▶ **Quoted text**:
It’s increasingly common for our microservices style systems to be based around Message Brokers and their ability to transfer messages, little packets of data, for us. Typically message oriented systems have 2 basic ways to model the excahnge of messages:
- Topics and Subscriptions
They are similar working and can be used to provide similar models to the other, but they are different. When we’re building systems with these, we need to figure out which ones to use. Once we have decided that, we need to figure out if we should be using a single one, a few, or many.
First let’s take a look at what the difference is between Queues and Topics, then we can take a look at how best to use them. First, we’ll look at Queues as it’s useful to understand them when looking at Topics.
- Producer / Publisher - A process that wants to send a message to one or more consumers
- Consumer / Subscriber - a process or application that wants to receive the messages that are sent by Producers
- Publishing - the act of sending a message to a Queue or Topic
- Subscribing - the act of connecting to a Queue or Topic to receive messages
What’s a Queue?
A Queue is a message brokers implementation of the basic Computer Science data structure called a Queue. It’s a first in, first out structure. It receives messages published to it and adds them to the back of the messages that are already in the queue. When a consumer connects to the queue, the message broker takes the first message on the queue (the earliest one that was sent to it) and sends it to the Consumer. When the Consumer has received the mesage, the message broker removes that message from the front of the queue.
Competing Consumers is a situation when two consumers connect to the same queue to receive messages. In this instance, the message broker will send the first message to the first consumer to connect. It will then send the second message to the second consumer. Each time a Consumer gets a new message it will get the next message on the queue. The message broker will not send the same message to both consumers. This is useful for when the consumers are doing the same thing with the message. It’s how message brokers easily enable scaling our message consumers.
There is no way to have a Queue send the same message to multiple consumers.
What’s a Topic?
A Topic is different from a Queue. In fact a Topic is always paired with the idea of a subscription. In most message brokers, Topics arent really things at all, they are just an idea. Some, like Azure Service Bus and RabbitMQ, do have Topics as real entities on the mesasge broker.
Topics are something you send a message to. When a Consumer wants to receive messages that have been published to a Topic, they need to create a Subscription.
A Subscription is like a Consumers inbound queue. When a message is published to a Topic, it is copied to each of the subscriptions that have been setup against that topic.
Because Subscriptions are effectively Queues in most brokers, you can have competing consumers on them. Different consumers can connect to a subscription to receive messages and the semantics will work the same way they do for a Queue. The message broker will distribute messages to each consumer and not give the same message to more than one consumer.

Contour labeling rows:
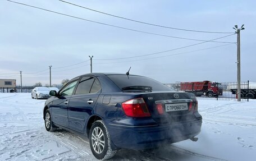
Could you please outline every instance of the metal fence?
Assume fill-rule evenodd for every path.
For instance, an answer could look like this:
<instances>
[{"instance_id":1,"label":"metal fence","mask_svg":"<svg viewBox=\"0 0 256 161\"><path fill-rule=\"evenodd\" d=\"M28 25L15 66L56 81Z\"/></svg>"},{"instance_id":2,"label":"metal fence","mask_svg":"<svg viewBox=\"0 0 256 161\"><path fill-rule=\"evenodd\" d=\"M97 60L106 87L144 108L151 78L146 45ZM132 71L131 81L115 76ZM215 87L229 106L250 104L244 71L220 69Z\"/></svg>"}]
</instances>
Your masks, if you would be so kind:
<instances>
[{"instance_id":1,"label":"metal fence","mask_svg":"<svg viewBox=\"0 0 256 161\"><path fill-rule=\"evenodd\" d=\"M186 91L195 94L198 99L236 100L237 82L178 82L164 84L177 91ZM256 99L256 84L249 81L241 82L241 100L249 101Z\"/></svg>"},{"instance_id":2,"label":"metal fence","mask_svg":"<svg viewBox=\"0 0 256 161\"><path fill-rule=\"evenodd\" d=\"M166 86L177 91L186 91L195 94L198 99L236 100L237 98L237 83L236 82L177 82L164 84ZM61 89L62 85L55 86ZM20 86L16 88L1 88L0 93L31 93L34 86ZM256 99L256 83L241 82L241 100L249 101Z\"/></svg>"}]
</instances>

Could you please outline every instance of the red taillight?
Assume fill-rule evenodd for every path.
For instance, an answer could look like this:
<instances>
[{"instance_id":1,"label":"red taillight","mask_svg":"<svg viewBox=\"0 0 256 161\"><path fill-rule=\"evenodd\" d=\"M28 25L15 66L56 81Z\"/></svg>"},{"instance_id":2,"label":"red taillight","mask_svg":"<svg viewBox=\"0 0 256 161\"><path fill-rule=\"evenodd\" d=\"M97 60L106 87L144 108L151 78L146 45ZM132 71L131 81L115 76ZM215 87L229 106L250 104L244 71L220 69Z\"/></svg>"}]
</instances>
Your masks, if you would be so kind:
<instances>
[{"instance_id":1,"label":"red taillight","mask_svg":"<svg viewBox=\"0 0 256 161\"><path fill-rule=\"evenodd\" d=\"M148 107L142 98L126 101L122 103L122 107L127 116L133 117L151 116Z\"/></svg>"},{"instance_id":2,"label":"red taillight","mask_svg":"<svg viewBox=\"0 0 256 161\"><path fill-rule=\"evenodd\" d=\"M191 109L192 108L192 104L193 104L193 102L191 102L189 103L189 111L191 111Z\"/></svg>"},{"instance_id":3,"label":"red taillight","mask_svg":"<svg viewBox=\"0 0 256 161\"><path fill-rule=\"evenodd\" d=\"M157 109L159 114L162 114L163 113L163 105L162 104L157 104Z\"/></svg>"}]
</instances>

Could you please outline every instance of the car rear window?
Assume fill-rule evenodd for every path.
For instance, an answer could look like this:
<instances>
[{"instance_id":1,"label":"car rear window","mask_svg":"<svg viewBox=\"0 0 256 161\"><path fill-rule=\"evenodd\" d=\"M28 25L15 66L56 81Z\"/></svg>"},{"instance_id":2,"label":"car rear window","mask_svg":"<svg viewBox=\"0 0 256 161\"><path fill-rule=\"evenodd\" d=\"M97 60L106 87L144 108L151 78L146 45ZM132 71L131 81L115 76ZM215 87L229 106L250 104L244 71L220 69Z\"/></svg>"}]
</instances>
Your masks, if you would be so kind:
<instances>
[{"instance_id":1,"label":"car rear window","mask_svg":"<svg viewBox=\"0 0 256 161\"><path fill-rule=\"evenodd\" d=\"M173 91L161 82L146 77L121 75L108 75L107 76L121 89L127 90L129 89L127 87L133 87L133 88L131 88L131 90L136 89L136 87L146 87L145 89L149 88L153 91ZM140 88L140 91L143 90L143 88Z\"/></svg>"}]
</instances>

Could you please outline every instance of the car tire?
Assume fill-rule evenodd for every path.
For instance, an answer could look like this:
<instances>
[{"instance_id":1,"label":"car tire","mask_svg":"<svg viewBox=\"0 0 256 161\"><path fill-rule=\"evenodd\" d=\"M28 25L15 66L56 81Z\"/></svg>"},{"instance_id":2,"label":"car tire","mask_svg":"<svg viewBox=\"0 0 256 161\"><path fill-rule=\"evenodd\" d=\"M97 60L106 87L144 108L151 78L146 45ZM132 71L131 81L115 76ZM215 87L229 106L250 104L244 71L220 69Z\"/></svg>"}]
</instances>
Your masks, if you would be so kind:
<instances>
[{"instance_id":1,"label":"car tire","mask_svg":"<svg viewBox=\"0 0 256 161\"><path fill-rule=\"evenodd\" d=\"M212 92L209 92L208 94L207 94L207 96L209 96L209 97L212 97L213 96L213 93Z\"/></svg>"},{"instance_id":2,"label":"car tire","mask_svg":"<svg viewBox=\"0 0 256 161\"><path fill-rule=\"evenodd\" d=\"M93 123L89 138L92 152L98 159L108 159L116 154L116 150L111 149L109 134L102 120Z\"/></svg>"},{"instance_id":3,"label":"car tire","mask_svg":"<svg viewBox=\"0 0 256 161\"><path fill-rule=\"evenodd\" d=\"M54 131L57 128L52 121L52 117L51 116L49 109L47 109L45 111L44 126L45 126L46 130L50 132Z\"/></svg>"}]
</instances>

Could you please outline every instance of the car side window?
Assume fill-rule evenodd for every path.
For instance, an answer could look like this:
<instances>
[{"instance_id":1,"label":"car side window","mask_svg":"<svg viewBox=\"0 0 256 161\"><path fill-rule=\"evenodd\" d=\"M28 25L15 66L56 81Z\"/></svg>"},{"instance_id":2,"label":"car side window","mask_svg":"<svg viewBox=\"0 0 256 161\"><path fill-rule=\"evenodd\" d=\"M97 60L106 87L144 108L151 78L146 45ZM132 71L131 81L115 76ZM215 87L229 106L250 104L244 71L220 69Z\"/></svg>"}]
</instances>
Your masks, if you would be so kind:
<instances>
[{"instance_id":1,"label":"car side window","mask_svg":"<svg viewBox=\"0 0 256 161\"><path fill-rule=\"evenodd\" d=\"M93 86L92 86L91 90L90 91L90 93L97 93L101 89L100 84L99 84L99 81L97 79L94 79L94 81L93 82Z\"/></svg>"},{"instance_id":2,"label":"car side window","mask_svg":"<svg viewBox=\"0 0 256 161\"><path fill-rule=\"evenodd\" d=\"M75 94L89 93L94 81L94 79L92 77L85 76L82 77L78 84Z\"/></svg>"},{"instance_id":3,"label":"car side window","mask_svg":"<svg viewBox=\"0 0 256 161\"><path fill-rule=\"evenodd\" d=\"M68 84L65 88L62 89L61 91L60 91L60 95L65 96L72 95L77 81L78 81L76 80Z\"/></svg>"}]
</instances>

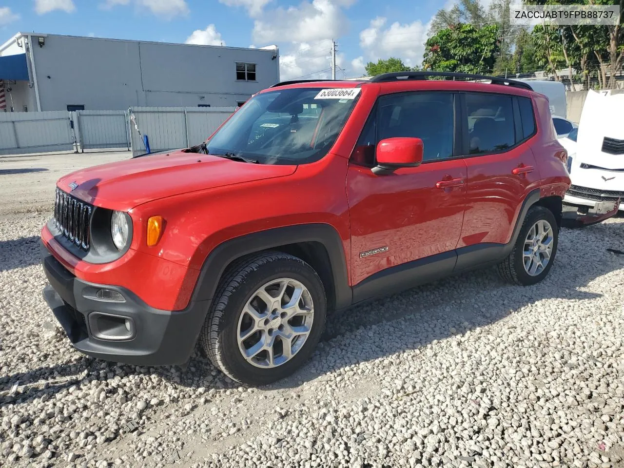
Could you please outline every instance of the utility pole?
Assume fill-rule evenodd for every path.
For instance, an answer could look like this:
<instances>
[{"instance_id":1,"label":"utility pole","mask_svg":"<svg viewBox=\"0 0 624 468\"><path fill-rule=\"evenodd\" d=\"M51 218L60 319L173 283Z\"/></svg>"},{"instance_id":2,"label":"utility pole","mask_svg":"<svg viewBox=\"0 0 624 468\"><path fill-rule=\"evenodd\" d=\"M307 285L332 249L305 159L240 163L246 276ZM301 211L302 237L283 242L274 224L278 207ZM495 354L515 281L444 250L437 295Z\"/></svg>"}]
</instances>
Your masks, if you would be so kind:
<instances>
[{"instance_id":1,"label":"utility pole","mask_svg":"<svg viewBox=\"0 0 624 468\"><path fill-rule=\"evenodd\" d=\"M331 79L336 79L336 41L331 39Z\"/></svg>"}]
</instances>

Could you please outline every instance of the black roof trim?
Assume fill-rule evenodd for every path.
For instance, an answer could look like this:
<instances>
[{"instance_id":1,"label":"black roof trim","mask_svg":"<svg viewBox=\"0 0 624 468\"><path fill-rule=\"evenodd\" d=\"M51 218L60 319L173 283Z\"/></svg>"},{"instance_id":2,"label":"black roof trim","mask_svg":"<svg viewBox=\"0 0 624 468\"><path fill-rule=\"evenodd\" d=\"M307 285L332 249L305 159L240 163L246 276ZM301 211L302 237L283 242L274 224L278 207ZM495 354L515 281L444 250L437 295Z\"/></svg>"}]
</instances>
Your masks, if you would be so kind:
<instances>
[{"instance_id":1,"label":"black roof trim","mask_svg":"<svg viewBox=\"0 0 624 468\"><path fill-rule=\"evenodd\" d=\"M326 78L324 80L288 80L288 81L280 81L279 83L270 86L275 88L276 86L285 86L287 84L297 84L298 83L314 83L314 82L321 82L322 81L344 81L344 80L333 80L331 78Z\"/></svg>"},{"instance_id":2,"label":"black roof trim","mask_svg":"<svg viewBox=\"0 0 624 468\"><path fill-rule=\"evenodd\" d=\"M453 73L451 72L393 72L374 76L369 80L368 82L384 83L402 80L426 80L429 77L442 77L447 79L490 80L492 84L502 84L533 90L533 88L529 84L522 81L486 75L473 75L469 73Z\"/></svg>"}]
</instances>

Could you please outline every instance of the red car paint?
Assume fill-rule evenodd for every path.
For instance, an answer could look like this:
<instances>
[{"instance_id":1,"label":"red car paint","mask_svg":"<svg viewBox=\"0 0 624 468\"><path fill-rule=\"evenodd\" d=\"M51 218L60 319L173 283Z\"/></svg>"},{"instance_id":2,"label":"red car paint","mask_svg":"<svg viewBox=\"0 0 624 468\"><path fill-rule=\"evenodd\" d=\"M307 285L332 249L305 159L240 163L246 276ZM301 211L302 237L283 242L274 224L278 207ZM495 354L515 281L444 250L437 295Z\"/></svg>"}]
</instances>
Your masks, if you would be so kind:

▶ **Things to do**:
1. According to the message broker text, what happens to a message published to a Topic?
2. Repeat the message broker text from "- Producer /" up to and including "What’s a Queue?".
3. Summarize the message broker text in two sentences.
The rows are separate material, unrelated to the message broker text.

▶ **Expected responses**:
1. It is copied to each of the subscriptions that have been set up against that topic.

2.
- Producer / Publisher - A process that wants to send a message to one or more consumers
- Consumer / Subscriber - a process or application that wants to receive the messages that are sent by Producers
- Publishing - the act of sending a message to a Queue or Topic
- Subscribing - the act of connecting to a Queue or Topic to receive messages
What’s a Queue?

3. A Queue is a first-in, first-out structure that gives each message to only one consumer, so competing consumers on the same queue each receive different messages. A Topic is paired with subscriptions, which work like a consumer's inbound queue: each message published to the Topic is copied to every subscription, and competing consumers on a subscription behave as they do on a Queue.